>> begin Provided entries

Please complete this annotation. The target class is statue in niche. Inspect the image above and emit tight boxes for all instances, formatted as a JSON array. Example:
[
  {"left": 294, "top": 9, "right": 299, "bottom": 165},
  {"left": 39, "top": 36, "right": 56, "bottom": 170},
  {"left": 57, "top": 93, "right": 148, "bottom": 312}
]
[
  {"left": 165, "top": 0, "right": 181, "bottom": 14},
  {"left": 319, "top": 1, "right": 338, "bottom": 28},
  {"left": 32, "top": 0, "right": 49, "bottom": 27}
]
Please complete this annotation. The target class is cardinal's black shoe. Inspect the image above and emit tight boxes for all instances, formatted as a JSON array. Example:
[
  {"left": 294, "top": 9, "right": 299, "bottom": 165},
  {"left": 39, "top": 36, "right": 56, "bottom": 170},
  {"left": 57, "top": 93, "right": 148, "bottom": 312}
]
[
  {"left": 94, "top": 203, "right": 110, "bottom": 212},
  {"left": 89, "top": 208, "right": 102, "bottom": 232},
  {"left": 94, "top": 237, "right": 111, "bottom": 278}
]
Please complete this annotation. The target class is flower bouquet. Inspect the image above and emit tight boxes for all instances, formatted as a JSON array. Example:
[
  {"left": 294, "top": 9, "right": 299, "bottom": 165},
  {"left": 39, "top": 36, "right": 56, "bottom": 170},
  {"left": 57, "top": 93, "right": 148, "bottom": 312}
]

>> end Provided entries

* _Problem_
Rewrite all of the records above, substituting "output" for each occurrence of "emit" and keeping everything else the same.

* _Written reply_
Please complete this annotation. The target class is statue in niche. Inspect the image above and output tight boxes for all instances, formatted as a JSON array. Example:
[
  {"left": 294, "top": 9, "right": 299, "bottom": 165},
  {"left": 39, "top": 36, "right": 56, "bottom": 170},
  {"left": 57, "top": 93, "right": 148, "bottom": 312}
]
[
  {"left": 165, "top": 0, "right": 181, "bottom": 14},
  {"left": 319, "top": 1, "right": 338, "bottom": 28},
  {"left": 32, "top": 0, "right": 49, "bottom": 27}
]
Please complete this annotation. The target class is cardinal's black shoe. Inspect the image above and output tight boxes for all instances, formatted as a JSON array. Example:
[
  {"left": 294, "top": 9, "right": 299, "bottom": 165},
  {"left": 39, "top": 36, "right": 56, "bottom": 170},
  {"left": 57, "top": 93, "right": 148, "bottom": 312}
]
[
  {"left": 94, "top": 203, "right": 110, "bottom": 212},
  {"left": 89, "top": 208, "right": 102, "bottom": 232},
  {"left": 94, "top": 237, "right": 111, "bottom": 278}
]
Please complete this annotation. The target class is flower bouquet. Inspect the image above and output tight boxes for all instances, formatted as a JSON array. Example:
[
  {"left": 294, "top": 9, "right": 299, "bottom": 165},
  {"left": 39, "top": 36, "right": 56, "bottom": 170},
  {"left": 57, "top": 93, "right": 148, "bottom": 312}
]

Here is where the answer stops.